§ **Stated goal**: Output exactly the lines that run from the line with "[locate] the house" to the end of the material, both ends included, and no other lines.
[begin Extracted data]
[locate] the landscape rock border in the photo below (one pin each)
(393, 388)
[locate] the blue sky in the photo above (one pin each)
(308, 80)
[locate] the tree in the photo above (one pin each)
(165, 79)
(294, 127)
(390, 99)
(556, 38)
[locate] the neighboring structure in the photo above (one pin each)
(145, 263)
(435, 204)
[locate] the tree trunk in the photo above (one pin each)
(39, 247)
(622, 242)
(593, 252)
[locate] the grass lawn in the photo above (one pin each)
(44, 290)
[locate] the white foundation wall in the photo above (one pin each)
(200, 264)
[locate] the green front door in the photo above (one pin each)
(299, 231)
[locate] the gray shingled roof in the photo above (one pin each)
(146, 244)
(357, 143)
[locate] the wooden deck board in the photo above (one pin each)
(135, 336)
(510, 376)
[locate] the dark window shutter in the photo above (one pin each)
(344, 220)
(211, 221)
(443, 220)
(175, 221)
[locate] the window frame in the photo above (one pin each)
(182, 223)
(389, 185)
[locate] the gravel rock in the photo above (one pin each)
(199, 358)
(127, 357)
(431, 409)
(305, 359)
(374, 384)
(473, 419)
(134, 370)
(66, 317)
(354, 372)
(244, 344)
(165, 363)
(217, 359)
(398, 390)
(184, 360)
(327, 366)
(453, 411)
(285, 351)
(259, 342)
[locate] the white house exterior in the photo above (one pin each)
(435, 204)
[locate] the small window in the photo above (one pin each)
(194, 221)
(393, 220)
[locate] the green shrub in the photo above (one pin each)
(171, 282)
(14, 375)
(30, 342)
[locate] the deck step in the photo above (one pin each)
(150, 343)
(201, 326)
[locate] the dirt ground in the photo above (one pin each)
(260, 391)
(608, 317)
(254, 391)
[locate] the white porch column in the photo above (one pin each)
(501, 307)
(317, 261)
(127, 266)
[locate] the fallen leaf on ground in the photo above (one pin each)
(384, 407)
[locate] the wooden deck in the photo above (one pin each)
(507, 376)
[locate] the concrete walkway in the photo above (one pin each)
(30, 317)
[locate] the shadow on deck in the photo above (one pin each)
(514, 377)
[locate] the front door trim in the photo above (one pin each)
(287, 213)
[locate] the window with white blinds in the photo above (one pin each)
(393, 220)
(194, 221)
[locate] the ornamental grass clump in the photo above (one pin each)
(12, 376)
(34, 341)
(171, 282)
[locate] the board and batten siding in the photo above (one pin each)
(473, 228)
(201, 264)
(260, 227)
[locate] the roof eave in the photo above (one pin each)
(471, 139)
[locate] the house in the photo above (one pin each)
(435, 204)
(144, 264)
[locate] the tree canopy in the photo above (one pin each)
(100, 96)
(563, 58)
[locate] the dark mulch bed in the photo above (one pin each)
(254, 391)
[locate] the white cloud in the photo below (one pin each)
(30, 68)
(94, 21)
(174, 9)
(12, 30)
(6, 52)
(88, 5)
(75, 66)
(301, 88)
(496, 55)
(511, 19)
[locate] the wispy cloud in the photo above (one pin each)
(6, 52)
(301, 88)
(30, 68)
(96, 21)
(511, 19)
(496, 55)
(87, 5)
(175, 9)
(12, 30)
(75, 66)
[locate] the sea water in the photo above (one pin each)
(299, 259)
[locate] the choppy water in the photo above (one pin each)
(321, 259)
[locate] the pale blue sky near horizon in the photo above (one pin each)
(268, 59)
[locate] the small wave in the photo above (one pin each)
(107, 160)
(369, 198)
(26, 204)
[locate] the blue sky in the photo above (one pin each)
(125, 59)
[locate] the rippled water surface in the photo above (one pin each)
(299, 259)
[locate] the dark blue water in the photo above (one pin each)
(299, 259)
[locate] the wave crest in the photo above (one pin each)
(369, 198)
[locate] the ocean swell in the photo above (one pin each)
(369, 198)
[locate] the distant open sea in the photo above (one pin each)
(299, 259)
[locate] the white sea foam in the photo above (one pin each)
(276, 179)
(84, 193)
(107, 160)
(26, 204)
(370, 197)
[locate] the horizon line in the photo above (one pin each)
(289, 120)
[end Extracted data]
§ **Exercise result**:
[locate] the house in the photo above (one pin each)
(435, 204)
(144, 264)
[locate] the tree canopy in the photo above (one pin each)
(100, 96)
(563, 58)
[locate] the dark mulch bed in the photo above (one pin each)
(254, 391)
[locate] the white cloud in the photo below (one pin each)
(30, 68)
(94, 21)
(174, 9)
(12, 30)
(6, 52)
(88, 5)
(75, 66)
(301, 88)
(496, 55)
(511, 19)
[locate] the wispy cloud in the photo above (one pin each)
(6, 52)
(301, 88)
(30, 68)
(96, 21)
(511, 19)
(496, 55)
(87, 5)
(175, 9)
(12, 30)
(75, 66)
[locate] the sea water in the photo above (one pin each)
(299, 259)
[locate] the choppy water in the photo above (one pin each)
(321, 259)
[locate] the pale blue sky near horizon in the photo above (one pin each)
(268, 59)
[locate] the small wave in the photo above (one pin each)
(107, 160)
(369, 198)
(26, 204)
[locate] the blue sky in the photo above (one pin each)
(125, 59)
[locate] the rippled water surface in the photo above (one pin each)
(299, 259)
[locate] the dark blue water in the photo above (one pin each)
(299, 259)
[locate] the wave crest in the photo above (one pin each)
(369, 198)
[locate] the ocean swell in the photo above (one pin each)
(369, 198)
[locate] the distant open sea in the photo above (one pin each)
(299, 259)
[locate] the white sea foam in the photo above (one pin each)
(276, 179)
(84, 193)
(107, 160)
(26, 204)
(370, 197)
[locate] the horizon line in the photo above (one pin each)
(289, 120)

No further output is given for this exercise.